**Task**
Reproduce each line exactly.

**The data**
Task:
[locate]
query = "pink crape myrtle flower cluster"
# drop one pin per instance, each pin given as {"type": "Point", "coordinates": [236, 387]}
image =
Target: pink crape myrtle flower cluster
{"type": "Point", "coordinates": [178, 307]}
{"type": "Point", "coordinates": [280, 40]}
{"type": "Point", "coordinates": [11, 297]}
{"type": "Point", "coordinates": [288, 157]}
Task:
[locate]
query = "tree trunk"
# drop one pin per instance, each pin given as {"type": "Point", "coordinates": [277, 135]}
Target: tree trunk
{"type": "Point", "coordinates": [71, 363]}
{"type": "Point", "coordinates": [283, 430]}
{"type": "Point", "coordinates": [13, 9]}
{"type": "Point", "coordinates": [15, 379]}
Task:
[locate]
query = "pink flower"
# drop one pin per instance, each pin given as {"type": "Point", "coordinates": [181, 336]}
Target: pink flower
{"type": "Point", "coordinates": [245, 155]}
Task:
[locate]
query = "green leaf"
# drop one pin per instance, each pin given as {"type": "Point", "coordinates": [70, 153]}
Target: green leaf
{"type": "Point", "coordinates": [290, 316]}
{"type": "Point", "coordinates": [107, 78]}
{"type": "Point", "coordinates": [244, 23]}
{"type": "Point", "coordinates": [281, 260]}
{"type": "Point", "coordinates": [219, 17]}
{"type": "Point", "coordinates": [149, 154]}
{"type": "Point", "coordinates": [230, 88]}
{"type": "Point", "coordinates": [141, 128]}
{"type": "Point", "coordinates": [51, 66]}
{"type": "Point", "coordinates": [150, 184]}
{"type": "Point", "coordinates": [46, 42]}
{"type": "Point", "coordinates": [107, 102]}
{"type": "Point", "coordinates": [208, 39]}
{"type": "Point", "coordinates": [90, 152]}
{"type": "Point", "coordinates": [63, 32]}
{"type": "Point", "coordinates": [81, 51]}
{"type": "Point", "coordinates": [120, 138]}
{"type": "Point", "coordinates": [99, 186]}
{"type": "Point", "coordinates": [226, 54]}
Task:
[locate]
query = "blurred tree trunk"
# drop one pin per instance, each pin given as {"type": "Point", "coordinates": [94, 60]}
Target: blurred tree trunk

**Response**
Task:
[locate]
query = "pink crape myrtle flower cluster"
# drop one pin per instance, each pin given as {"type": "Point", "coordinates": [236, 387]}
image =
Target: pink crape myrtle flower cluster
{"type": "Point", "coordinates": [178, 307]}
{"type": "Point", "coordinates": [280, 40]}
{"type": "Point", "coordinates": [11, 297]}
{"type": "Point", "coordinates": [288, 157]}
Task:
[locate]
query = "tree trunk"
# drop one pin per instance, each pin given as {"type": "Point", "coordinates": [277, 135]}
Target: tree trunk
{"type": "Point", "coordinates": [71, 363]}
{"type": "Point", "coordinates": [283, 430]}
{"type": "Point", "coordinates": [13, 9]}
{"type": "Point", "coordinates": [15, 379]}
Task:
[locate]
query = "pink flower"
# drop one pin per instance, each pin given as {"type": "Point", "coordinates": [181, 336]}
Target: pink flower
{"type": "Point", "coordinates": [245, 155]}
Task:
[locate]
query = "green leaf"
# drop one pin per instance, each pin given as {"type": "Point", "coordinates": [70, 153]}
Target: green leaf
{"type": "Point", "coordinates": [290, 316]}
{"type": "Point", "coordinates": [107, 78]}
{"type": "Point", "coordinates": [244, 23]}
{"type": "Point", "coordinates": [281, 260]}
{"type": "Point", "coordinates": [219, 17]}
{"type": "Point", "coordinates": [149, 154]}
{"type": "Point", "coordinates": [230, 88]}
{"type": "Point", "coordinates": [141, 128]}
{"type": "Point", "coordinates": [51, 66]}
{"type": "Point", "coordinates": [150, 184]}
{"type": "Point", "coordinates": [46, 42]}
{"type": "Point", "coordinates": [107, 102]}
{"type": "Point", "coordinates": [208, 39]}
{"type": "Point", "coordinates": [90, 152]}
{"type": "Point", "coordinates": [63, 32]}
{"type": "Point", "coordinates": [81, 51]}
{"type": "Point", "coordinates": [120, 138]}
{"type": "Point", "coordinates": [99, 186]}
{"type": "Point", "coordinates": [226, 54]}
Task:
[locate]
query = "blurred tree trunk"
# drop one pin per instance, each pin given as {"type": "Point", "coordinates": [94, 60]}
Target: blurred tree trunk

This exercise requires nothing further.